== Brano estratto ==

E io questa frase fatta oggi l'ho pensata (o sottintesa o evocata interiormente, fra me e me, in silenzio) almeno un paio di volte, oggi, mentre riandavo con la mente alla serie straordinaria di cose che (mi) sono capitate e di cui io sono venuto a conoscenza (senza volerlo, senza andarmele a cercare, le notizie su queste cose "sconvolgenti", senza farlo apposta, semplicemente perché mi sono trovato nel ruolo del testimone al momento "giusto" nel posto "giusto" – ma si potrebbe sostituire "sbagliato" al posto di "giusto" e la frase non cambierebbe poi così tanto di significato, essendo la "giustezza" o la "sbagliataggine" dei momenti e dei posti elementi del tutto arbitrari e relativi).

E dunque, dicevo, ho pensato "così è la vita" in queste circostanze:

a) un'amica e collega di lavoro che – a pausa pranzo e all'improvviso – scoppia a piangere e ti confessa che suo marito l'ha lasciata, dopo appena 4 mesi di matrimonio (e dopo 10 di findanzamento ufficiale);

b) un'amica intima che – dopo vari tentennamenti e ripensamenti – si decide a dire tutta la verità, in macchina, dopo aver preso un caffè insieme: lei è incinta (da almeno 3 settimane) e suo marito ha perso il lavoro (così, di colpo, due notizie bomba una dietro l'altra, senza avere nemmeno il tempo di reagire come si deve, o di pensare bene a ciò che hai appena ascoltato: gravidanza + perdita del lavoro);

c)              un alunno che si avvicina con passo felino e ti sorride sornione per chiederti di correggere "con cariño" (traducibile in italiano con l'espressione "con amorevolezza") il suo esame scritto ("per favore, prof, è la seconda volta che mi presento, non ci sono più appelli disponibili fino a Settembre, suvvia, prof, sia buono");

d) un'amica non poi così tanto intima che mi confessa sul bus del ritorno (a casa) che si sente sola, qui, in questa città che è nuova, per lei, così come lo deve essere per me (ma ancora non sa che sono felicemente fidanzato e che non vivo o non percepisco la mia vita in questa città nuova così come la percepisce o la vive lei, e cioè, con un leggero stato di angoscia sopita o di solitudine incipiente a tratti insopportabile);

e) la segretaria del dipartimento che mi porge gentilmente il contratto sulla scrivania e mi suggerisce con voce flautata di porgere la mia firma in calce (la stessa segretaria arrossirà nel momento stesso in cui mi accorgerò che quel contratto è sbagliato e va rifatto perché lì risulto "laureato", quando invece sono "dottore di ricerca" – e ci ho sudato mesi per farmi riconoscere il titolo di "dottore di ricerca", prima di avere l'ok da parte di quelli dei piani alti –; la segretaria mi chiede di farle vedere bene, poi arrossisce, poi chiede scusa e, infine, scompare dal mio ufficio con la coda tra le gambe e lasciando dietro di sé una scia di fotocopie di contratti di altri colleghi);

f) un ragazzo che fa la pipì nel parcheggio dei prof., dietro un furgoncino di venditori ambulanti; uno dei venditori, evidentemente, lo sente, dall'interno, e inizia a sbraitargli contro (il ragazzo, spaventato, se la da a gambe levate);

g) una coppia di studenti che si bacia davanti a un prete che li guarda scandalizzato e anche alquanto schifato;

h) una studentessa che arrossisce quando mi vede avvicinarmi al suo banco (è quella che mi dedicava sulla lavagna strambe frasi d'amore tratte da alcune canzoni sdolcinate di Eros Ramazzotti e Laura Pausini – due veri miti, qui in Spagna, ahinoi) e io ne approfitto e mi avvicino ancora di più al suo banco e le chiedo: "Sicura che qui ci vuole questa risposta?", e la ragazza arrossisce ancora di più, e io le dico: "Stavo scherzando; vai avanti".

===
== Dati memorizzati ==

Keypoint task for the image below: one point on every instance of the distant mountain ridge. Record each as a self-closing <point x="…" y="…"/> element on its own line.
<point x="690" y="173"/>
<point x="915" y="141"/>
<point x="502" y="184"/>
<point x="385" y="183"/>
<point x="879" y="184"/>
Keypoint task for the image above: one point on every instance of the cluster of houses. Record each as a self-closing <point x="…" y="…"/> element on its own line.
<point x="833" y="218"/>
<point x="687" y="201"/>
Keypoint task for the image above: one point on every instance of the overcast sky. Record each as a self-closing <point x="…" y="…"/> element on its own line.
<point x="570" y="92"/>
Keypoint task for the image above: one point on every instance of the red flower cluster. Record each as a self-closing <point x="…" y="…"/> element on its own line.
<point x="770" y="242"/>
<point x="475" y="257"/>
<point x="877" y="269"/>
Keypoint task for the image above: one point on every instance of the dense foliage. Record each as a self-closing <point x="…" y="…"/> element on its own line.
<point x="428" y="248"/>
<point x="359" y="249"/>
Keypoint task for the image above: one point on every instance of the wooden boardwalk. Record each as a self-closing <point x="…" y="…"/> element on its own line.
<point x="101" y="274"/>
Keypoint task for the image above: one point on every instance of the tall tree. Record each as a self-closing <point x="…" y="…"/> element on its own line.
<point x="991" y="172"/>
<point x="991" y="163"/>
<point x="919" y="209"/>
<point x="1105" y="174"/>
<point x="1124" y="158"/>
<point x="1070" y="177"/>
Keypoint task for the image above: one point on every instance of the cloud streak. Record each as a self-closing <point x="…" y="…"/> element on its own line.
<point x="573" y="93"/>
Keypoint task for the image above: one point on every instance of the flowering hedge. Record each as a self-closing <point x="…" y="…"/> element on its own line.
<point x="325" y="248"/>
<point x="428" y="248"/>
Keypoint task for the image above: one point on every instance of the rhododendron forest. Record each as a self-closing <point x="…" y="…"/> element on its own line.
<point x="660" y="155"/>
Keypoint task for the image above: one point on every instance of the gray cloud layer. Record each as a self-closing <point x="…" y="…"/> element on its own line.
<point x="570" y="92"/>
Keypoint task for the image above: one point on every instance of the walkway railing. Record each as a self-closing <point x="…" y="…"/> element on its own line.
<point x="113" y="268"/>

===

**Cosa fare**
**a)** Ricopia dal brano sugli episodi della giornata il tratto che va da "E io questa" a "arbitrari e relativi).".
**b)** Continua il brano sugli episodi della giornata partendo dopo l'ultima frase riportata.

**Risposte ai compiti**
**a)**
E io questa frase fatta oggi l'ho pensata (o sottintesa o evocata interiormente, fra me e me, in silenzio) almeno un paio di volte, oggi, mentre riandavo con la mente alla serie straordinaria di cose che (mi) sono capitate e di cui io sono venuto a conoscenza (senza volerlo, senza andarmele a cercare, le notizie su queste cose "sconvolgenti", senza farlo apposta, semplicemente perché mi sono trovato nel ruolo del testimone al momento "giusto" nel posto "giusto" – ma si potrebbe sostituire "sbagliato" al posto di "giusto" e la frase non cambierebbe poi così tanto di significato, essendo la "giustezza" o la "sbagliataggine" dei momenti e dei posti elementi del tutto arbitrari e relativi).

**b)**
Ecco, quando in un giorno solo, quando nell'arco di sole 24 ore, (ti) succedono tutte queste cose "straordinarie" (nel senso che esulano dal corso "ordinario" delle azioni o dei rituali di tutti i giorni), a uno viene spontaneo dire (o sottintendere): "Così è la vita", quando sappiamo benissimo che, in realtà, volevamo dire: "Così non dovrebbe essere la vita".

 Un incubo (letterario) La fortuna (o il caso o  il destino o chiunque si trovi a gestire le nostre vite terrene) ha voluto che, un paio di ...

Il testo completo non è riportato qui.